==== Record excerpts

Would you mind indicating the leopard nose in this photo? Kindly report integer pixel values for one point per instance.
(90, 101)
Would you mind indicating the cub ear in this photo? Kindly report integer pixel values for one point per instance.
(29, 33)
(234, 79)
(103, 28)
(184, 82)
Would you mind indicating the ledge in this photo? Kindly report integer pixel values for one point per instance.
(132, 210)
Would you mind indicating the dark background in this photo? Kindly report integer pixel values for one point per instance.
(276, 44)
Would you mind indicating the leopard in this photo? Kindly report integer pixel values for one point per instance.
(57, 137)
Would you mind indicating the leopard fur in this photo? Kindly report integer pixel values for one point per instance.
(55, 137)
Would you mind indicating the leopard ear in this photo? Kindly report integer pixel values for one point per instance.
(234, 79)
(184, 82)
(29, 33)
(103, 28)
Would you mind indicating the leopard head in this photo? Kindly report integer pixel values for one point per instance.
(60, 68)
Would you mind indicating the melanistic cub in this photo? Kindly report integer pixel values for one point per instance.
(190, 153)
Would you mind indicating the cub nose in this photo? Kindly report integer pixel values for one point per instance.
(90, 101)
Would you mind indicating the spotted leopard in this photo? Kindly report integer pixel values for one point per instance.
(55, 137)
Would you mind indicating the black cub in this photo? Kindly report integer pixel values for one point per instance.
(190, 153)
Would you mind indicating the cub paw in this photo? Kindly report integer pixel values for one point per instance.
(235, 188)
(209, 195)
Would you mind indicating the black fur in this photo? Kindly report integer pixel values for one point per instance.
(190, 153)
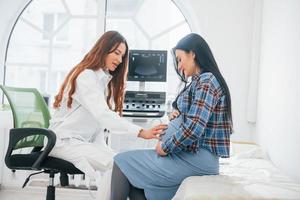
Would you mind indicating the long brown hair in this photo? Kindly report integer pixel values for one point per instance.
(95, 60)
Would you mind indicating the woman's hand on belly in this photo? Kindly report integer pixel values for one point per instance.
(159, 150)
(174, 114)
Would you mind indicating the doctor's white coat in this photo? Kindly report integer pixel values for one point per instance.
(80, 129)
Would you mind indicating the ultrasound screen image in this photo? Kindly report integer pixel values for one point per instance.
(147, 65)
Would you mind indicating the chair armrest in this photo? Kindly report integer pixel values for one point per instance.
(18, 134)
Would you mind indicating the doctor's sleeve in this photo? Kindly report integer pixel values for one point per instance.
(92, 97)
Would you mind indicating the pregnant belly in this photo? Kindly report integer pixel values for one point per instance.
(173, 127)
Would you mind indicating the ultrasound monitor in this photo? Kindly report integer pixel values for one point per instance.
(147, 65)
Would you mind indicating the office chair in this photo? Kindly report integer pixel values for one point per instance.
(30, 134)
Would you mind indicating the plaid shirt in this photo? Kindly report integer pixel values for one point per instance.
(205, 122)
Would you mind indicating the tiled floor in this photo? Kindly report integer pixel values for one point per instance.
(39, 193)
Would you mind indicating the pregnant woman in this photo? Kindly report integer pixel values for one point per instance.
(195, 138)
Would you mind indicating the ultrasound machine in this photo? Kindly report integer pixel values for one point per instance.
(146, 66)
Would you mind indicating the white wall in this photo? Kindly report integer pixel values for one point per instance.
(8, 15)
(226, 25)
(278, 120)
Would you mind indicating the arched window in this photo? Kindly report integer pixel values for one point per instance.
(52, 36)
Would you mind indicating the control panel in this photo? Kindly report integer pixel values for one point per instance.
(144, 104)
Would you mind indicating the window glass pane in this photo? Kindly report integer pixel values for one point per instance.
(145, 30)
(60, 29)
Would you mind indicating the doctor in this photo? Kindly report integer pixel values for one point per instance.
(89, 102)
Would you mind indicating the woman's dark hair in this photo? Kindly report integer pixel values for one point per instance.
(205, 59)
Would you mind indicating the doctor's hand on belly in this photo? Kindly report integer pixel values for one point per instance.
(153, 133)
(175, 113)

========

**What to do:** Starting at the line that contains "Would you mind indicating the tiled" and ending at the last line of the records, render those lines as a numbered list with any blank lines left out.

**Solution below:**
1. Would you mind indicating the tiled floor in this photo? Kindly report integer pixel values for one point per instance.
2. (39, 193)
3. Would you mind indicating the pregnant woman in this photo? Kindly report integer pixel values for one point per instance.
4. (195, 138)
5. Would you mind indicating the ultrasound machine in this photo? Kindly report integer pixel values for one point per instance.
6. (146, 66)
7. Would you mind indicating the white wall in this photo? Kindly report integer pixel values for one point per instance.
8. (8, 15)
9. (226, 25)
10. (278, 120)
11. Would you mind indicating the arched window in this photo? Kindly report integer pixel values for one point per instance.
12. (52, 36)
13. Would you mind indicating the control panel in this photo? Kindly report integer pixel values for one point per instance.
14. (144, 104)
15. Would you mind indicating the window glass pane in this photo? Kindly report integer pixel values for one point per instance.
16. (145, 30)
17. (60, 29)
18. Would you mind indicating the doctor in this photo? Kindly report integer pixel values for one point per instance.
19. (89, 102)
20. Would you mind indicating the woman's dark hair in this photo? Kindly report integer pixel values for one point per instance.
21. (205, 59)
22. Would you mind indicating the doctor's hand on belly in this photo? Kindly report integer pixel values for one point per instance.
23. (153, 133)
24. (175, 113)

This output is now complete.